§ Data lines
_____
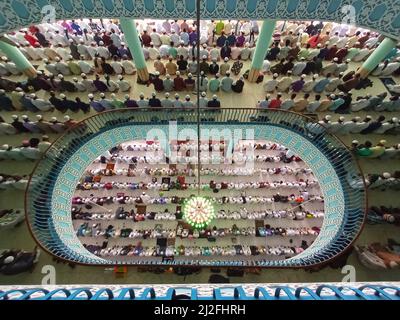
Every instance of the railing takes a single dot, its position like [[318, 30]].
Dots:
[[295, 291], [48, 197]]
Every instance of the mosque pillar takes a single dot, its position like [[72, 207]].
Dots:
[[128, 26], [377, 56], [15, 55], [263, 43]]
_____
§ Task objective
Copy the listing above line for line, leaving out the pictures.

§ Completed exercise
Every instance of the railing takes a single dot, its position like [[318, 30]].
Dots:
[[295, 291], [48, 197]]
Every instance of the mosque pillar takes a single dot, its position like [[72, 207]].
Dots:
[[128, 26], [377, 56], [15, 55], [263, 43]]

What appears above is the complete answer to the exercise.